# ASSIGNMENT
Work out how many lines of the listing below include the string "pixels", and give that number alone.

....................

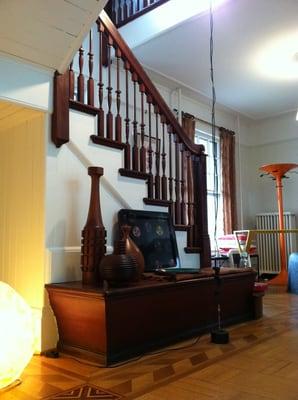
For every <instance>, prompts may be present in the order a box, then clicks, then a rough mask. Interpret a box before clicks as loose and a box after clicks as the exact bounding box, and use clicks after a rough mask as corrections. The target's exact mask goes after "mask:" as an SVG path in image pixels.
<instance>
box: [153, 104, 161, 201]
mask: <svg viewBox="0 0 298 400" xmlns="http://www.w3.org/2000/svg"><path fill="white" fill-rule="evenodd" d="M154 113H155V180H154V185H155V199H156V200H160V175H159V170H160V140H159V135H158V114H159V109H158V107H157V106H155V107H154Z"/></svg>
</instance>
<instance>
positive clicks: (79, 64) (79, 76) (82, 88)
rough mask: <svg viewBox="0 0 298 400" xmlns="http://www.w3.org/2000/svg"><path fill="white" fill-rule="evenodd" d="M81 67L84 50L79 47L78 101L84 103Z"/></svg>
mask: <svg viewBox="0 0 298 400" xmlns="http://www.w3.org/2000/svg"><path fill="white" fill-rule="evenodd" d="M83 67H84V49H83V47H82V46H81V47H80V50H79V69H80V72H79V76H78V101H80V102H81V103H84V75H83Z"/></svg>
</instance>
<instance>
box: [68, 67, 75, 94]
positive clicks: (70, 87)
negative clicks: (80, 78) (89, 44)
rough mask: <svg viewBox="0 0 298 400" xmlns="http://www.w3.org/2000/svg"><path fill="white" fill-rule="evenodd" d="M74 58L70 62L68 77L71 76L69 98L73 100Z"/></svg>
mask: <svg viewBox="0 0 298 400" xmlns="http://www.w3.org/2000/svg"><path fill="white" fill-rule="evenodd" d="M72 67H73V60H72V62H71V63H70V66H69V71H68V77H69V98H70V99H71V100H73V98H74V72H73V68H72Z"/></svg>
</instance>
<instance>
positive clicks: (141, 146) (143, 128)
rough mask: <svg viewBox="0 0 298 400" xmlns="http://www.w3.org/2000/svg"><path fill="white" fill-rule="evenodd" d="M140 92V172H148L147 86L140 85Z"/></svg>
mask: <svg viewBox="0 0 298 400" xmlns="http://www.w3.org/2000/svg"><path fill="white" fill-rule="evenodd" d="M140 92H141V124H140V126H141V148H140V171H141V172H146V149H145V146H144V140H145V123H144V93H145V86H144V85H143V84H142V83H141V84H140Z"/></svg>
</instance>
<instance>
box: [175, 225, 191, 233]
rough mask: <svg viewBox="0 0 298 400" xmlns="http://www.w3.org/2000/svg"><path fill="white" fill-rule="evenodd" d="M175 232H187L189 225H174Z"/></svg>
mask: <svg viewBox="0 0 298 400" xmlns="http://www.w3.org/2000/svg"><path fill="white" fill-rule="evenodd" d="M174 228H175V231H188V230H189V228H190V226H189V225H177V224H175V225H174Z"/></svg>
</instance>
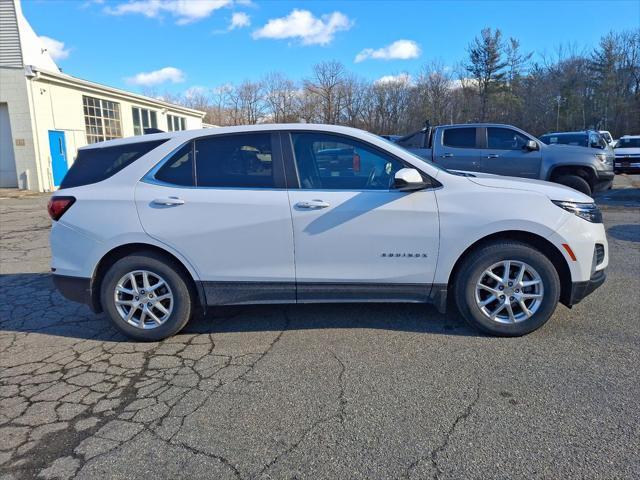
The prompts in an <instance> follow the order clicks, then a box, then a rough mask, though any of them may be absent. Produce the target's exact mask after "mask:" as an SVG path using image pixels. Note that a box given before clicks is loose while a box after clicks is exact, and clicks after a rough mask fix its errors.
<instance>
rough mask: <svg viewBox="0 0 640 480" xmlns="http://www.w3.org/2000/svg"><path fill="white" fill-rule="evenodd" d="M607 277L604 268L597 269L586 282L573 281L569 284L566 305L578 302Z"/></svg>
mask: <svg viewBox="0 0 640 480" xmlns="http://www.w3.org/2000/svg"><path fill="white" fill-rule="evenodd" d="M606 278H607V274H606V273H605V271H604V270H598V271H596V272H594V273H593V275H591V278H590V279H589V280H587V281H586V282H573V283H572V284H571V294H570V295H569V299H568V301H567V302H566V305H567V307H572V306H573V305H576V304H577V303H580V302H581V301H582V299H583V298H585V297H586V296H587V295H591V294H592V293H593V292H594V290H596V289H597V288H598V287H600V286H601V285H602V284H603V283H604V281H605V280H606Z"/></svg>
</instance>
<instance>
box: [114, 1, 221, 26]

....................

# TASK SOLUTION
2